--- Input for this task ---
*****
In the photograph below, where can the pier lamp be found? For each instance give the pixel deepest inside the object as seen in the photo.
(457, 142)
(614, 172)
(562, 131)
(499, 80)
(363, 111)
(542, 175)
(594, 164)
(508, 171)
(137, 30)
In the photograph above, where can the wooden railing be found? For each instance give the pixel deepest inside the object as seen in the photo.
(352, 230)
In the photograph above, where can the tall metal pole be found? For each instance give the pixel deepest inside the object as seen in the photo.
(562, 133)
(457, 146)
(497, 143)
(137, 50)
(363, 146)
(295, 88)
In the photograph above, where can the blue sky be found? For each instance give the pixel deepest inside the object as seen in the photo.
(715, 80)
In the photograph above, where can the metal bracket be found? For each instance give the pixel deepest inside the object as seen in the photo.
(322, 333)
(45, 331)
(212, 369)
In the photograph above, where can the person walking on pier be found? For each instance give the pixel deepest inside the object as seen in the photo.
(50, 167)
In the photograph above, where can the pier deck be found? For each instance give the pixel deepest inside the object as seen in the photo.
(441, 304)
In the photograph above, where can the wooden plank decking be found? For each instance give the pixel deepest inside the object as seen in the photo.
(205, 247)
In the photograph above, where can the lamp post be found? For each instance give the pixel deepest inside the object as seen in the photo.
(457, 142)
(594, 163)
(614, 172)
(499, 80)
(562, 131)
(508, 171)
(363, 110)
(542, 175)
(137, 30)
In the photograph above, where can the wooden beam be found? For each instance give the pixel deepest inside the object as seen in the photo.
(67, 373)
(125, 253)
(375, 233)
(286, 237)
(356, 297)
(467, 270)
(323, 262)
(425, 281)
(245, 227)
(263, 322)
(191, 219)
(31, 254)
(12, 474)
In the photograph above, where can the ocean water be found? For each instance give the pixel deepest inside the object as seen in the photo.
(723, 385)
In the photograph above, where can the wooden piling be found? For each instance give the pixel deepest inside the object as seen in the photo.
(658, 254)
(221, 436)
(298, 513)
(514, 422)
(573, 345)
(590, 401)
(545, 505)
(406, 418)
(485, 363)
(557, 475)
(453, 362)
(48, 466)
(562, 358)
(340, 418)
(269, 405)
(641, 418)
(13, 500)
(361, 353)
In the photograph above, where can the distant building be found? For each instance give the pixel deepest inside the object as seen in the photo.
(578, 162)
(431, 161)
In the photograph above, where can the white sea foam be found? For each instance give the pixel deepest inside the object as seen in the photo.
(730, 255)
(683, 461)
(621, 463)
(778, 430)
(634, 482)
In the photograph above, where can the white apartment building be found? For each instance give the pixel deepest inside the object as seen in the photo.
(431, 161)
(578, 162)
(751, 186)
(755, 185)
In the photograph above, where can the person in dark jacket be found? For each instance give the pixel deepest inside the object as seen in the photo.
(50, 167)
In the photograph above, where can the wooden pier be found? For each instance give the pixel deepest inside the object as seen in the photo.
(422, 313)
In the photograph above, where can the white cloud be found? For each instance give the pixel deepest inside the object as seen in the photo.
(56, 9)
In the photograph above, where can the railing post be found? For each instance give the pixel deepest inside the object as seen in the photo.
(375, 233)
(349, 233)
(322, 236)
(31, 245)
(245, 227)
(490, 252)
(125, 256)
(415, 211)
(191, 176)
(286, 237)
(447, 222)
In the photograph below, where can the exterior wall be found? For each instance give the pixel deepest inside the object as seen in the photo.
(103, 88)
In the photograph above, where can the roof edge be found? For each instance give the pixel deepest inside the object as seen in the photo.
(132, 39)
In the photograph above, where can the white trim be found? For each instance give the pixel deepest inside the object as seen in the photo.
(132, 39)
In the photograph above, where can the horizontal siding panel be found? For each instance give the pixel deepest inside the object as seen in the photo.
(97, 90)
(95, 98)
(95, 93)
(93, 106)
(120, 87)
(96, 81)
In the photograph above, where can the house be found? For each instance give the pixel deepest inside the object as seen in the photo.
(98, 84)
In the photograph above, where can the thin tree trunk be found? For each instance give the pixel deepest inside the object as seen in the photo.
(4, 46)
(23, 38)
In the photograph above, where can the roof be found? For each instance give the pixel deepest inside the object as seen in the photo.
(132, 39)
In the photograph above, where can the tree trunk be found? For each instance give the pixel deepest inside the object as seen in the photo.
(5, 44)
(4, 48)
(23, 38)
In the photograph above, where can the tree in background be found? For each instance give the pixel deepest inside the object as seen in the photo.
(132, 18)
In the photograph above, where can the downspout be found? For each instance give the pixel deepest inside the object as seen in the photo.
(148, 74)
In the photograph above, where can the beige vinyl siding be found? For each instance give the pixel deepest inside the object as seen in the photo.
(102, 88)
*****
--- Exercise brief ---
Write out, please, only the lines from the one with "In the photograph above, where can the tree in" through the last line above, both included and unchanged.

--- Output ---
In the photograph above, where can the tree in background be found? For each instance give the pixel deepest inside the object as seen in the photo.
(132, 18)
In the photograph above, where can the downspout be found? For each instance give the pixel deepest inside the object as seen in the photo.
(148, 74)
In the photograph above, where can the beige vinyl siding be found? For each instance give the pixel deepest inside the object as seen in the photo.
(102, 88)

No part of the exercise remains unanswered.